Условие задачи 1 ▸
Выведите без изменений отрывок из фрагмента документа ниже: от слов «Буренина я видел» до слов «Искусств, где жил.» включительно.

Фрагмент документа ▸
● ● ● ●

Зинаида Николаевна встретила его на пороге и будто не сразу узнала. Потом, не отнимая лорнета, процедила:
– Ах, это вы… ну, что, облопались славой?
Бунин рассказывал об этом несколько раз и всегда с раздражением.
На одном из парижских собраний, где чествовали Бунина, – не помню, по какому случаю, – приветственную речь произнес Борис Константинович Зайцев и между прочим сказал:
– С тобой, Иван, мы впервые встретились еще задолго до революции, в Москве. Ты тогда писал еще не так, как пишешь теперь…
Бунин вполголоса:
– Ну, что ж с ребенка спрашивать!
Ребенку было тогда лет под сорок.
Некий молодой писатель, из “принципиально-передовых и левых”, выпустил книгу рассказов, послал ее Бунину – и при встрече справился, прочел ли ее Иван Алексеевич и каково его о ней мнение.
– Да, да, прочел, как же!.. Кое-что совсем недурно. Только вот что мне не нравится: почему вы пишете слово “Бог” с маленькой буквы?
Ответ последовал гордый:
– Я пишу “Бог” с маленькой буквы потому, что “человек” пишется с маленькой буквы!
Бунин с притворной задумчивостью:
– Что же, это, пожалуй, верно… Вот ведь и “свинья” пишется с маленькой буквы!
Зинаида Гиппиус вспоминает четверостишие Буренина, посвященное Минскому. Тот где-то срифмовал “мрамор” и “замер”, да будто бы и произносил звук “и” как “ы”.
Буренин назвал свое произведение “Памятник”:
Я к храму подошел и замер:
Там Минскому поставлен мрамер.
Но двери храма были заперты.
Зачем же мрамер не на паперты?
Буренина я видел только один раз. Было это в Петербурге, в начале двадцатых годов. Аким Львович Волынский числился тогда председателем Союза писателей, а принимал посетителей в Доме Искусств, где жил.
Однажды явился к нему старик, оборванный, трясущийся, в башмаках, обвязанных веревками, очевидно, просить о пайке – Буренин. Теперь, вероятно, мало кто помнит, что в течение долгих лет Волынский был постоянной мишенью буренинских насмешек и что по части выдумывания особенно язвительных, издевательских эпитетов и сравнений у Буренина в русской литературе едва ли нашлись бы соперники (Зин. Гиппиус – “Антона Крайнего” – он упорно называл Антониной Посредственной).

● ● ● ●

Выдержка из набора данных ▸
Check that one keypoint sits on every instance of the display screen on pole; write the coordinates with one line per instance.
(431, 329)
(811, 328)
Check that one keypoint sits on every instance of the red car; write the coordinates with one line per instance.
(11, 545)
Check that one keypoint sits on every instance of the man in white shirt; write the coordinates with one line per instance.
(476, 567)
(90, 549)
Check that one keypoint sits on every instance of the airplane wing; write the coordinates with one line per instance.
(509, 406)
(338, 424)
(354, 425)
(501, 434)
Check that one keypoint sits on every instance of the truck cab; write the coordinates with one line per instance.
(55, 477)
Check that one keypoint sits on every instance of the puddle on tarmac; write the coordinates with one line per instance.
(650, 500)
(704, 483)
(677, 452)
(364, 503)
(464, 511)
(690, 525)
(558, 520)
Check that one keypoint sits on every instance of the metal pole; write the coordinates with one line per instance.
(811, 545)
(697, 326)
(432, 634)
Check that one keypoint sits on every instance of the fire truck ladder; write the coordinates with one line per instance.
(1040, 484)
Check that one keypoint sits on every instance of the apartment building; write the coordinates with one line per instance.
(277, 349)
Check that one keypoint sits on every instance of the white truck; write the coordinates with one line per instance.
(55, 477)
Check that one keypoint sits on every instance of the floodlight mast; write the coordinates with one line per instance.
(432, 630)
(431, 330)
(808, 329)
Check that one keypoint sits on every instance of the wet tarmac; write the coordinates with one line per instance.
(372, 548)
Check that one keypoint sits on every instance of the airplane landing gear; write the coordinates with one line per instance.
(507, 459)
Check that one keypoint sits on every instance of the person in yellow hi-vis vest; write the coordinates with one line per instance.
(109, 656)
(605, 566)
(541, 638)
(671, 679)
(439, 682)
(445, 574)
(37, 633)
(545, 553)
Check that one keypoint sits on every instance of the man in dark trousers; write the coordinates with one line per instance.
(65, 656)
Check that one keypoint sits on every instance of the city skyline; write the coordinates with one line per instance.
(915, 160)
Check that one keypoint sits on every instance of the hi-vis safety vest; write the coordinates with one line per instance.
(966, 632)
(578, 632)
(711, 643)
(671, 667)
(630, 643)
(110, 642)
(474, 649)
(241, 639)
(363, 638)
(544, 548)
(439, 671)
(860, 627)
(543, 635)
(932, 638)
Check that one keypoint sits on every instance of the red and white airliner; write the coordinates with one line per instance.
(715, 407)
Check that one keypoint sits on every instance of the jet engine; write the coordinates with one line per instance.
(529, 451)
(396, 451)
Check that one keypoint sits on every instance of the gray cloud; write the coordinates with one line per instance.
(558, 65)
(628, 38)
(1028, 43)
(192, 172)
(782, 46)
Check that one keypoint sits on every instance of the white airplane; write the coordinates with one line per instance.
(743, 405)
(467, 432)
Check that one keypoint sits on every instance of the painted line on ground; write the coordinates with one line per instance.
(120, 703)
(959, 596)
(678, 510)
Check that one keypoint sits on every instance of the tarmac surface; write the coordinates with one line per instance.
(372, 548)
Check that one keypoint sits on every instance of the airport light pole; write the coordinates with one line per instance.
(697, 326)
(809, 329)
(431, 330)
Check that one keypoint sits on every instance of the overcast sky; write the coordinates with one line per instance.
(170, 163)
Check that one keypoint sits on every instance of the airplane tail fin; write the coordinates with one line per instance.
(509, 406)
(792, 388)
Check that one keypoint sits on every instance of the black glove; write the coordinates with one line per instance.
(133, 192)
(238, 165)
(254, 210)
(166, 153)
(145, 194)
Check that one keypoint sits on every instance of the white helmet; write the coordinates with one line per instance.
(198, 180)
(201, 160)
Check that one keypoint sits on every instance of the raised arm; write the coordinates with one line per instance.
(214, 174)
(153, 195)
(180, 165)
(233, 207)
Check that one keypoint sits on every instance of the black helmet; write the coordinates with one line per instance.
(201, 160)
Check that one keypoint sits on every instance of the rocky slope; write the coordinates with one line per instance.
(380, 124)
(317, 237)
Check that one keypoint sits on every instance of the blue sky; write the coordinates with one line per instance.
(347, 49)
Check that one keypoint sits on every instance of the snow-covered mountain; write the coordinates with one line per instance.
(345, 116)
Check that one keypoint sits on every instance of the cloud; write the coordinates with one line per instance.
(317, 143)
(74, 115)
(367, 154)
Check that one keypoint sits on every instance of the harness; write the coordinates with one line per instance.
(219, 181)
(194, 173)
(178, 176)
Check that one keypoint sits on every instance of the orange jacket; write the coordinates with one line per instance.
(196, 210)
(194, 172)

● ● ● ●

Условие задачи 2 ▸
Найдите в листинге выше все строки со словом «airplane» и выпишите их целиком, учитывая регистр букв.

Полный ответ 1 ▸
Буренина я видел только один раз. Было это в Петербурге, в начале двадцатых годов. Аким Львович Волынский числился тогда председателем Союза писателей, а принимал посетителей в Доме Искусств, где жил.

Полный ответ 2 ▸
Check that one keypoint sits on every instance of the airplane wing; write the coordinates with one line per instance.
Check that one keypoint sits on every instance of the airplane landing gear; write the coordinates with one line per instance.
Check that one keypoint sits on every instance of the white airplane; write the coordinates with one line per instance.
Check that one keypoint sits on every instance of the airplane tail fin; write the coordinates with one line per instance.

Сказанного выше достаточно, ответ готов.